**Requirement:**
Can you render the listing as a JSON list of strings, one string per line with blank lines left out, starting at its first line and ending at the line that contains "column 516, row 224"?

(Excerpts of pointing data)
--------------------

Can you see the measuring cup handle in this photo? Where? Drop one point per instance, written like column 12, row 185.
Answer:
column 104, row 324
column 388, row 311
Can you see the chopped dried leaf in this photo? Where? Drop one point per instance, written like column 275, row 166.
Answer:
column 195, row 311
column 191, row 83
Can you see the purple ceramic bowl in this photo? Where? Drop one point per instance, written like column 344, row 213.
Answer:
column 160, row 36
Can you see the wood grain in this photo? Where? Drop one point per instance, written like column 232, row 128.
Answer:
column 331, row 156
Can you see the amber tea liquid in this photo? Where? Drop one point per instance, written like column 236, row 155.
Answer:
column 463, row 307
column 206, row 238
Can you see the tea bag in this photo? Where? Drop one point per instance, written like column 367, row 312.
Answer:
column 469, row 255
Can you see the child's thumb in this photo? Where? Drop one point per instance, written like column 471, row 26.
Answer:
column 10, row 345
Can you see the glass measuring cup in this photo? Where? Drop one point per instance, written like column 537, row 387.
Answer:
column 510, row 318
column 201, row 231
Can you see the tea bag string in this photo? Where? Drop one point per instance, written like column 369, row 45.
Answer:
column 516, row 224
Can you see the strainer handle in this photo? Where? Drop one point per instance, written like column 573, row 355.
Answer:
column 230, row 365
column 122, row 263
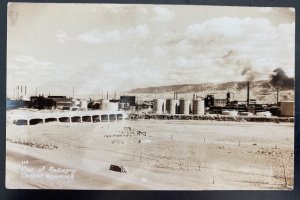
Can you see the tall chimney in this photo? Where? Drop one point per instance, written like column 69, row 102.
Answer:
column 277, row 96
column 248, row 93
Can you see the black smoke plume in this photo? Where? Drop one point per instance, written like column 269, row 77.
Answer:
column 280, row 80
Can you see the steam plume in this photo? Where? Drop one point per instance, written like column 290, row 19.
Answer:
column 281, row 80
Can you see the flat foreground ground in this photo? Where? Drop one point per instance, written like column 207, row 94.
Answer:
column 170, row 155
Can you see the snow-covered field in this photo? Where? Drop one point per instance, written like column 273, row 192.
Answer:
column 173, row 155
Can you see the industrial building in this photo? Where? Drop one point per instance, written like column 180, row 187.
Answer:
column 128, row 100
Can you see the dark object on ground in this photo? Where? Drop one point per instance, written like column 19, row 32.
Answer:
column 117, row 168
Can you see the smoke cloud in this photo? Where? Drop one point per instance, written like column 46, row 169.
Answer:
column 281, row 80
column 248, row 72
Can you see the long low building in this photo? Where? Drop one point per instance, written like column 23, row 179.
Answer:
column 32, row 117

--------------------

**Exercise output:**
[
  "Can you see the measuring cup handle in this photo? Where? Drop one point per instance, written like column 12, row 185.",
  "Answer:",
  "column 104, row 324",
  "column 388, row 311",
  "Can you see the chopped dried leaf in this photo? Where? Drop one point per instance, written like column 275, row 166.",
  "Answer:",
  "column 195, row 311",
  "column 191, row 83",
  "Can you see the purple ceramic bowl in this photo? Where? Drop one point per instance, written like column 344, row 213.",
  "Answer:",
  "column 160, row 36",
  "Can you see the wood grain in this photo? Where? Drop one point per instance, written like column 232, row 128.",
  "Answer:",
  "column 331, row 156",
  "Can you see the amber tea liquid in this photo? Where? Drop one point per instance, written like column 236, row 155.",
  "Answer:",
  "column 463, row 307",
  "column 206, row 238",
  "Can you see the tea bag in this photo? Where? Drop one point per instance, written like column 367, row 312.",
  "Answer:",
  "column 469, row 255",
  "Can you see the child's thumb in this photo? Where? Drop one point per instance, written like column 471, row 26.",
  "Answer:",
  "column 10, row 345",
  "Can you see the glass measuring cup in this photo? Where? Drop one point per instance, written like column 537, row 387.",
  "Answer:",
  "column 510, row 318",
  "column 201, row 231",
  "Can you see the tea bag string in this photo? Where? Drop one point per instance, written like column 369, row 45.",
  "Answer:",
  "column 516, row 224"
]